» **Assignment**
Every line containing "facade" should be identified and copied from the data below.

= Beginning of Section =

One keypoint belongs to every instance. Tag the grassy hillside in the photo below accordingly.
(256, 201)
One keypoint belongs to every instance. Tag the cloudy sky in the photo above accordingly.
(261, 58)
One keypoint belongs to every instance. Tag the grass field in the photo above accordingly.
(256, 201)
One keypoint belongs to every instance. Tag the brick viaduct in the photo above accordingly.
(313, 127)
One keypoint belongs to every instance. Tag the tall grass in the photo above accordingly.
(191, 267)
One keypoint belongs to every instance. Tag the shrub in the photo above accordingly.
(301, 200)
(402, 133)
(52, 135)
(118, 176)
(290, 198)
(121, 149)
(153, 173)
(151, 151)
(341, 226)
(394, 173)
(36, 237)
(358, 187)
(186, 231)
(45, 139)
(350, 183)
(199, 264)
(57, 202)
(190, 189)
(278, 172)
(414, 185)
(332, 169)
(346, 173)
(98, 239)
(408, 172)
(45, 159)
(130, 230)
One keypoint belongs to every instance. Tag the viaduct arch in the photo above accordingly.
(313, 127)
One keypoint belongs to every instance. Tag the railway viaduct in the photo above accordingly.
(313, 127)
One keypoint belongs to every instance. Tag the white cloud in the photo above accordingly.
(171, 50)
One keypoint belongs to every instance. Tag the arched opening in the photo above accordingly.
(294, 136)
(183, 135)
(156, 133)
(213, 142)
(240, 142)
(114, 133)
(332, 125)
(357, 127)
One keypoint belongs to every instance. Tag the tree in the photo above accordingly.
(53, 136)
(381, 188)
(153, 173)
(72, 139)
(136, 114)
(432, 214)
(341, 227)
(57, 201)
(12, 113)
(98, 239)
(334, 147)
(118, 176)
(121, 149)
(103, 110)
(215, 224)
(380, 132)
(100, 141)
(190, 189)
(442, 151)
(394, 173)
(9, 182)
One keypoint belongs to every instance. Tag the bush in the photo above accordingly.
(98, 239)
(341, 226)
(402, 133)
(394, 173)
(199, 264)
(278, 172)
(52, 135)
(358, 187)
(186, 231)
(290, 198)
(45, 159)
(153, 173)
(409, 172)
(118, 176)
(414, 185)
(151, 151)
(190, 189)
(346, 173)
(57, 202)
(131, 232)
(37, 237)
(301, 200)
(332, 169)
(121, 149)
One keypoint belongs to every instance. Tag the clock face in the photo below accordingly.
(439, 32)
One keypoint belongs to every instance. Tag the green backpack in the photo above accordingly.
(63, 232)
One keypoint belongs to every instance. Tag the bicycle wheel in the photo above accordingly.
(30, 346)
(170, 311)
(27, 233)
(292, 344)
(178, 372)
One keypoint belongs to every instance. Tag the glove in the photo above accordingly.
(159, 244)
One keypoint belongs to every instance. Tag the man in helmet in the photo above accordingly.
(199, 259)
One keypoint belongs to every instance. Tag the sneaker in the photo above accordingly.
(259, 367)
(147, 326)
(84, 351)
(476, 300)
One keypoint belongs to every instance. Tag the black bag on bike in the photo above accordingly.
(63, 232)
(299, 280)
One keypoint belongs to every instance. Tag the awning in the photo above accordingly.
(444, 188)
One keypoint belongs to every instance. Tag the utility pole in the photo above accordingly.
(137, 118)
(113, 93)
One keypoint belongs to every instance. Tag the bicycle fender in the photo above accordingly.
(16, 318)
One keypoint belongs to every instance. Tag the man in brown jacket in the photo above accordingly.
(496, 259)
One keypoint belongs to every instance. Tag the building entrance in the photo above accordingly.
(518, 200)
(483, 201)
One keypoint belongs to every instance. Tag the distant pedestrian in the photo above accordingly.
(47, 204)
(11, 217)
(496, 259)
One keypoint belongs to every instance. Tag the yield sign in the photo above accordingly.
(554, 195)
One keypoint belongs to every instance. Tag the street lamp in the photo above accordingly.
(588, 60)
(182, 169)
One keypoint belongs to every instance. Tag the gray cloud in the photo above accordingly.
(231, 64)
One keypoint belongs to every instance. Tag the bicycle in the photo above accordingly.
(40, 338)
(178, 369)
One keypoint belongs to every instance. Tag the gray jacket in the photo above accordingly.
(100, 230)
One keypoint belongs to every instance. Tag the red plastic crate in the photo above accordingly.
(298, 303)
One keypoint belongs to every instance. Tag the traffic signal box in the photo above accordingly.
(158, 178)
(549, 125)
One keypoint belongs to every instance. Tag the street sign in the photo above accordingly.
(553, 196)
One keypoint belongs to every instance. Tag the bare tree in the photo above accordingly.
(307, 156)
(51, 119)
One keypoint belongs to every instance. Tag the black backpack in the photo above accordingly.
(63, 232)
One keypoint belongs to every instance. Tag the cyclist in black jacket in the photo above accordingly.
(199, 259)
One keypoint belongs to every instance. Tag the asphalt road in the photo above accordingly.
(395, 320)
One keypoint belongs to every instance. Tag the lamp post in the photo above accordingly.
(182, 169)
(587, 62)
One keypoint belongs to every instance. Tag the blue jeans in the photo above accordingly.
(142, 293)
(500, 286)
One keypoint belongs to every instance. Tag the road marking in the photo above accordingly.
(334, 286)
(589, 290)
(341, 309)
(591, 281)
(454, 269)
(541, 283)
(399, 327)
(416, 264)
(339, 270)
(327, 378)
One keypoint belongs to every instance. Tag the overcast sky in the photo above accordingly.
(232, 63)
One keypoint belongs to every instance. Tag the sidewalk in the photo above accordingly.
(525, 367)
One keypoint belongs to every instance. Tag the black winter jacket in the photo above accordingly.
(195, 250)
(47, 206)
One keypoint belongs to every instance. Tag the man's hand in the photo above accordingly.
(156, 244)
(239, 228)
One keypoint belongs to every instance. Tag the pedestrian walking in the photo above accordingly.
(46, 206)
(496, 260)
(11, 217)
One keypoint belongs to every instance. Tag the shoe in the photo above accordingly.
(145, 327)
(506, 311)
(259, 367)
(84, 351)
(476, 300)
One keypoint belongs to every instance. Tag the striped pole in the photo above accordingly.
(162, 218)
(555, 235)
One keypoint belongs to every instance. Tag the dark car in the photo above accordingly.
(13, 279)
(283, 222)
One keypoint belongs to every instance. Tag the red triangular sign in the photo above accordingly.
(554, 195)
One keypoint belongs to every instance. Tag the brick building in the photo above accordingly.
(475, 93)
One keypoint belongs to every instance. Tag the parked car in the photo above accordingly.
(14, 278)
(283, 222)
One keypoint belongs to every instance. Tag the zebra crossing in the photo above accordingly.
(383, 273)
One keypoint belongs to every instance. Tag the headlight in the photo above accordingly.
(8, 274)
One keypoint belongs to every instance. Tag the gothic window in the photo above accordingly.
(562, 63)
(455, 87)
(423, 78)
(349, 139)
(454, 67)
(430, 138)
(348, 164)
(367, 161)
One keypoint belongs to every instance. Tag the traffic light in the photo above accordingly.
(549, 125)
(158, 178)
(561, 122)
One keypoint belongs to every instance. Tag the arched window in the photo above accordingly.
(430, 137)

= End of Section =
= Beginning of Section =

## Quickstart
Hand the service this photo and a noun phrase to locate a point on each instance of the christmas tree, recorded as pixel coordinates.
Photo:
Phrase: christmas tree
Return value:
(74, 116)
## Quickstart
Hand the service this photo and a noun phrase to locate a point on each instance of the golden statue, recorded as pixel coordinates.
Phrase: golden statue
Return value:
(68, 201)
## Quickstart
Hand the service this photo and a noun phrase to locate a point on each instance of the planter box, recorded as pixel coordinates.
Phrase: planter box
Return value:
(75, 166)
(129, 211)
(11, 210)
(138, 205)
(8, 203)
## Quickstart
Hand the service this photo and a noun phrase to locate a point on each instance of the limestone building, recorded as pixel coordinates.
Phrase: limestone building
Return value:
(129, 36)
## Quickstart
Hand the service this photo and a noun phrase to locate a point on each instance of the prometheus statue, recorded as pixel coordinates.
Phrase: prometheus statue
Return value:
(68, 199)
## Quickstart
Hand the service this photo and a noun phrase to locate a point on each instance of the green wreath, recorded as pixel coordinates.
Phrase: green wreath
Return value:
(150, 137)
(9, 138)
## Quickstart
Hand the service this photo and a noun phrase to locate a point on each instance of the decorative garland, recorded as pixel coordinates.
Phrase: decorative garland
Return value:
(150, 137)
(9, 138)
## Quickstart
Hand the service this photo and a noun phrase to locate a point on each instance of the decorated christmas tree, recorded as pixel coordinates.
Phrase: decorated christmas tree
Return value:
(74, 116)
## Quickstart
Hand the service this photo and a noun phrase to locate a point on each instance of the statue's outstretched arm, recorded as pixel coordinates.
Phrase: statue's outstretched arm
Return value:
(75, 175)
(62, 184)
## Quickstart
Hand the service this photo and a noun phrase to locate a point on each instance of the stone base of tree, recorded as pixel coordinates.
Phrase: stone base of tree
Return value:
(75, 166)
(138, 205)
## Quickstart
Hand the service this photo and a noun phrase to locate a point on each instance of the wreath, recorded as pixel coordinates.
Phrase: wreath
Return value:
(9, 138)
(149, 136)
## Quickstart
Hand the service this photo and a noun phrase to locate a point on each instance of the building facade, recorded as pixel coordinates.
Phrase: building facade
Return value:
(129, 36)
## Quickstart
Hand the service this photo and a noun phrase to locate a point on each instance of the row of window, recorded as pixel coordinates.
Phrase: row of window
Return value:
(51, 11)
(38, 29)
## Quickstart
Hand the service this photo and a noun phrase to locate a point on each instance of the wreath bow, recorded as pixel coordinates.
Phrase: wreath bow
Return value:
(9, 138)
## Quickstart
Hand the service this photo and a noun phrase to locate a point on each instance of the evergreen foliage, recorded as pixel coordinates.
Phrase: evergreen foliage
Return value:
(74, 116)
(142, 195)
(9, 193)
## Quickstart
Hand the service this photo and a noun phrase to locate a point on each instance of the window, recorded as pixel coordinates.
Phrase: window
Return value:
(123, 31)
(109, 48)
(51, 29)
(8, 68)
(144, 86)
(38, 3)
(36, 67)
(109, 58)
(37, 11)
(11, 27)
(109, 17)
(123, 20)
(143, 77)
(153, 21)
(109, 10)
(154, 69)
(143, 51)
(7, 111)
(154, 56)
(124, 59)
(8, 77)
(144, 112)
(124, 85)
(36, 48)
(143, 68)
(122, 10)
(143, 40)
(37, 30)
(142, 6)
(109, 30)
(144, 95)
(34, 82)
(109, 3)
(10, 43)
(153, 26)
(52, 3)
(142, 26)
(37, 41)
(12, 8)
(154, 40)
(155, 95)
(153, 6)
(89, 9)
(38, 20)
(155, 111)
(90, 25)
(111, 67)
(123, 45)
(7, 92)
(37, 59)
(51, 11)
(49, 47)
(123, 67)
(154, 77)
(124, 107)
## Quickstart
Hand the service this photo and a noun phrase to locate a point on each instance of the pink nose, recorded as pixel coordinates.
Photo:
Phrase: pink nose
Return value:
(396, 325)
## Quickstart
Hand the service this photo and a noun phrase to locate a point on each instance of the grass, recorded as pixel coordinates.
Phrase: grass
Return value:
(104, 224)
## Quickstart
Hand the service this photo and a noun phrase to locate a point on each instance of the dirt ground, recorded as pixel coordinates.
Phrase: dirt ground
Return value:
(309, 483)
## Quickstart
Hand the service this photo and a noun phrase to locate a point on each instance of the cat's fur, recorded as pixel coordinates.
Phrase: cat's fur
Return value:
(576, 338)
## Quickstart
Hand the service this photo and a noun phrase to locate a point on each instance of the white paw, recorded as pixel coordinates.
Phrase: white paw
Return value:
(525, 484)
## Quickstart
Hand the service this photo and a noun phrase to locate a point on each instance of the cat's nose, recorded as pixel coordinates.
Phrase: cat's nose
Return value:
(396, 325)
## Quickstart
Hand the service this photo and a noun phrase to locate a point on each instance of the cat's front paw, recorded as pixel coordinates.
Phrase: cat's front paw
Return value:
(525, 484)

= End of Section =
= Beginning of Section =

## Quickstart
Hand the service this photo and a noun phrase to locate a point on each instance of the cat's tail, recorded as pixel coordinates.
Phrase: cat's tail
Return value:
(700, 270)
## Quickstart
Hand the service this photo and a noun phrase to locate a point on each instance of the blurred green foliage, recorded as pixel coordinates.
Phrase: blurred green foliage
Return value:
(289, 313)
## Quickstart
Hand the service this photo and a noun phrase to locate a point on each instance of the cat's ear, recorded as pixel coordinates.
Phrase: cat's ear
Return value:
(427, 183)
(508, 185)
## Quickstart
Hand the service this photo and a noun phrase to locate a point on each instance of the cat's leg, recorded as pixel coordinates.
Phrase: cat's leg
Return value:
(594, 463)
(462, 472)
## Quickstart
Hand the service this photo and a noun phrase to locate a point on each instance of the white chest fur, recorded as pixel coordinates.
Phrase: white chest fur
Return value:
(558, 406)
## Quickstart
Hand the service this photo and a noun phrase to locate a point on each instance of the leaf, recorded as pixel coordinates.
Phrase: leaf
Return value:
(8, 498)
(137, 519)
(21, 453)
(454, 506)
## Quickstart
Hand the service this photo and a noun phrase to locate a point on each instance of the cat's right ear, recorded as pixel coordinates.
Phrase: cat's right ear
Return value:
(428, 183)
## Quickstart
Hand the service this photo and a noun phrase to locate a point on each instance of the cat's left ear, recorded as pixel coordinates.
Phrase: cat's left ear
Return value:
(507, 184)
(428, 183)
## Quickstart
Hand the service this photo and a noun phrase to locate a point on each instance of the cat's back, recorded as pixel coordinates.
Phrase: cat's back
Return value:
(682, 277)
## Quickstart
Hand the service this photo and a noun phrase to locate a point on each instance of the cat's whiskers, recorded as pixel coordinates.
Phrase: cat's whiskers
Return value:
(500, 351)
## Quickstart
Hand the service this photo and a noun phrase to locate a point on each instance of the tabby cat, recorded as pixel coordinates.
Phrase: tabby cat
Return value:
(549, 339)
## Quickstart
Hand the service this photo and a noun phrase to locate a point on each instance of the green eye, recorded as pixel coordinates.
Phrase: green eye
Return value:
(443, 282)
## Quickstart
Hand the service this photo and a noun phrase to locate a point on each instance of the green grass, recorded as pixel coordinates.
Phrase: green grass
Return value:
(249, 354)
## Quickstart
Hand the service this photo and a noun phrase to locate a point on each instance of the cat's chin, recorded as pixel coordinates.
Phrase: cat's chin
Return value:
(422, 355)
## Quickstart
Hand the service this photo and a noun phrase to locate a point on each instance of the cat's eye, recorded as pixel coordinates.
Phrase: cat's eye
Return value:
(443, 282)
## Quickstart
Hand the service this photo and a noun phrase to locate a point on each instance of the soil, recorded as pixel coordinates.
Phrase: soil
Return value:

= End of Section =

» **Answer below**
Hand the service this photo and a noun phrase to locate a point on each instance of the building facade, recorded as pixel coordinates.
Phrase: building facade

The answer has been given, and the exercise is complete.